◆ Exercise aim
Every line in the data must be transcribed exactly.

(Entries provided Opens)

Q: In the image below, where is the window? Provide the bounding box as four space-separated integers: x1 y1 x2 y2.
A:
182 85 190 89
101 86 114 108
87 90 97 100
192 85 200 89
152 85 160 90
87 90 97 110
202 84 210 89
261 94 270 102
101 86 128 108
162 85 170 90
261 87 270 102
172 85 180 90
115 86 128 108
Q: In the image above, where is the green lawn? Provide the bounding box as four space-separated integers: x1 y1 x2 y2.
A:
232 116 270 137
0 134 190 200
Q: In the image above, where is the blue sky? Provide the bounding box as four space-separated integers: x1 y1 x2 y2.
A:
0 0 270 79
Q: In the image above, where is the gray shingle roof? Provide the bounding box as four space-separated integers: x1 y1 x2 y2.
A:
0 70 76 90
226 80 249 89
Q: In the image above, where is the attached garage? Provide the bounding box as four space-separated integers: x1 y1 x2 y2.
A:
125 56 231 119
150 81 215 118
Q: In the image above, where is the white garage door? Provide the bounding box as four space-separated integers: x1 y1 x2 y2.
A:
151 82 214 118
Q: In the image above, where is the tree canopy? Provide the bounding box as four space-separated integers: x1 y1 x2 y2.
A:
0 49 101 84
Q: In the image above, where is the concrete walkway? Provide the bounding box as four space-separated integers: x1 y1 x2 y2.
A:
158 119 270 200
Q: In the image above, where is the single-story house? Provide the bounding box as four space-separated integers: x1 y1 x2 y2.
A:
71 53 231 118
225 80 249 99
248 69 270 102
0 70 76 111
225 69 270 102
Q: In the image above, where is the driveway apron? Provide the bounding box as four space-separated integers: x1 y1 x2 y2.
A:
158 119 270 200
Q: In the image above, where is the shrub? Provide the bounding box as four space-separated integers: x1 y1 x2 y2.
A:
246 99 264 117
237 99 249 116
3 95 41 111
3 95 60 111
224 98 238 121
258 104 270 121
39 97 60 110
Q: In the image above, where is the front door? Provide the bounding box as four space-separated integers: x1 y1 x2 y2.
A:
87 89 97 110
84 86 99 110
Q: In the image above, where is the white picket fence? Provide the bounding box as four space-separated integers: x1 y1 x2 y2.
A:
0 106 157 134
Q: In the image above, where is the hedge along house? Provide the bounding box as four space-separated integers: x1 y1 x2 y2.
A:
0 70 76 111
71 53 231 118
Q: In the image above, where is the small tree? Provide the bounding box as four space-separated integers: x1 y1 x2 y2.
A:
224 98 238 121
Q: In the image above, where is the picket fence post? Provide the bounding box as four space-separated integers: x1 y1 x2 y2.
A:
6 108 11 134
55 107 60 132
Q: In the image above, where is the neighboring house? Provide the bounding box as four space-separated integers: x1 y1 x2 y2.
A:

(Entries provided Closes)

◆ Exercise answer
Q: In the image below, where is the window? Provide the bounding box as four space-separated integers: x1 y1 x2 y2.
A:
182 85 190 89
101 86 114 108
87 90 97 100
192 85 200 89
152 85 160 90
87 90 97 110
202 84 210 89
261 94 270 102
101 86 128 108
162 85 170 90
261 87 270 102
172 85 180 90
115 86 128 108
Q: In the image above, where is the green lawn? Provide the bounding box as four space-separated integers: x1 y1 x2 y2.
A:
232 116 270 137
0 134 190 200
Q: In the image above, where is the blue sky? Provide the bounding box as four space-separated integers: x1 y1 x2 y2.
A:
0 0 270 79
Q: In the image above, where is the gray shingle roof? Provide the bounding box as four space-separated integers: x1 y1 x2 y2.
A:
0 70 76 90
226 80 249 89
Q: In the image above, where is the attached garage? Provide the bounding box as four space-separated integers: x1 y1 x2 y2.
A:
125 56 231 119
150 81 215 118
Q: In the image above, where is the white garage door? Provide the bounding box as four space-separated integers: x1 y1 x2 y2.
A:
151 82 214 118
Q: In the image above, where is the tree canopy? Provide the bounding box as four space-separated integers: x1 y1 x2 y2.
A:
0 49 101 84
Q: In the image above, where is the concrete walkway? Provide the bounding box as four space-separated integers: x1 y1 x2 y2.
A:
158 119 270 200
Q: In the image above, where is the single-story house? Provide the bounding box as four space-separated integers: x1 y1 x2 y2.
A:
71 53 231 118
225 80 249 99
248 69 270 102
0 70 76 111
225 69 270 102
Q: In the image above, where is the driveway apron? Provide the bounding box as four space-separated integers: x1 y1 x2 y2.
A:
158 119 270 200
Q: In the image above, where is the shrub? Provide the bounding box as four space-separated integers: x1 y1 x2 y2.
A:
246 99 264 117
237 99 249 116
3 95 41 111
3 95 60 111
224 98 238 121
258 104 270 121
39 97 60 110
Q: In the image above, where is the front door? Provide the bounding box as four space-separated integers: x1 y1 x2 y2.
A:
87 89 97 110
84 86 99 110
Q: In the image above, where is the white picket fence? Provide the bounding box as four space-separated integers: x1 y1 x2 y2.
A:
0 106 157 134
Q: In the image above, where is the hedge along house? Provide the bounding box as four space-separated integers: x1 y1 x2 y2.
A:
0 70 76 111
71 53 231 118
Q: In the image above, where is the small tree? Provide the bounding box as four space-separated integers: x1 y1 x2 y2.
A:
224 98 238 121
Q: In the image above, where is the picket fence post? Provide the bounding box as four space-separated integers: x1 y1 x2 y2.
A:
6 108 11 134
55 107 60 132
Q: In the image above, where is the neighboring house? Provide the bounding box as four space-separated integers: x1 y1 x2 y2.
A:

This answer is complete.